WORK INSTRUCTIONS:
Reproduce every record below exactly, with the pictures left out.

§

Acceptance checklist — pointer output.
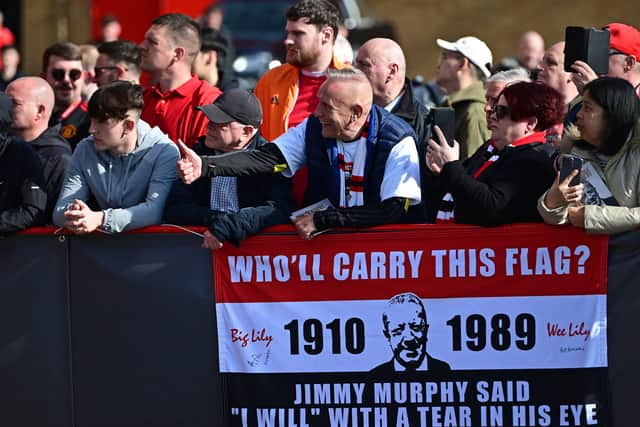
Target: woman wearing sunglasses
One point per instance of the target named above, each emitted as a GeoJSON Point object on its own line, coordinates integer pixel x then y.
{"type": "Point", "coordinates": [607, 200]}
{"type": "Point", "coordinates": [501, 182]}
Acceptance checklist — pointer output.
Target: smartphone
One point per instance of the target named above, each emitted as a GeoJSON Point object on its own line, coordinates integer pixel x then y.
{"type": "Point", "coordinates": [444, 118]}
{"type": "Point", "coordinates": [568, 164]}
{"type": "Point", "coordinates": [588, 45]}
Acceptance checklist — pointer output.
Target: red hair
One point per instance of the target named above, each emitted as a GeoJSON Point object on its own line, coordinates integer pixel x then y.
{"type": "Point", "coordinates": [529, 99]}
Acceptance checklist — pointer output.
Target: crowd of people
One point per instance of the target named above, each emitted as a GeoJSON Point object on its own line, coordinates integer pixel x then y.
{"type": "Point", "coordinates": [328, 139]}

§

WRITTEN RESPONSE:
Acceptance checklist — pointer output.
Target: woman wearing sunglasses
One point per instance of the target named above, each emitted as a GeoJSON Point object on its own line, coordinates integer pixel x then y.
{"type": "Point", "coordinates": [607, 200]}
{"type": "Point", "coordinates": [501, 182]}
Acceptance checklist — pointer output.
Target: smartphone
One point per instance of the target named above, each emitted as a GeoJSON Point object on its own line, coordinates integer pixel x then y.
{"type": "Point", "coordinates": [444, 118]}
{"type": "Point", "coordinates": [568, 164]}
{"type": "Point", "coordinates": [588, 45]}
Acceptance checklist — pointer output.
Target: red hair
One point per instance of the target named above, each emitted as a GeoJSON Point object on its own line, coordinates integer pixel x then y.
{"type": "Point", "coordinates": [529, 99]}
Acceptance checklist — pointer output.
Target: crowd of people
One point per instance of the target named above, each emitted as a GeoJSON Point object on its own line, coordinates integer pixel x then y.
{"type": "Point", "coordinates": [328, 139]}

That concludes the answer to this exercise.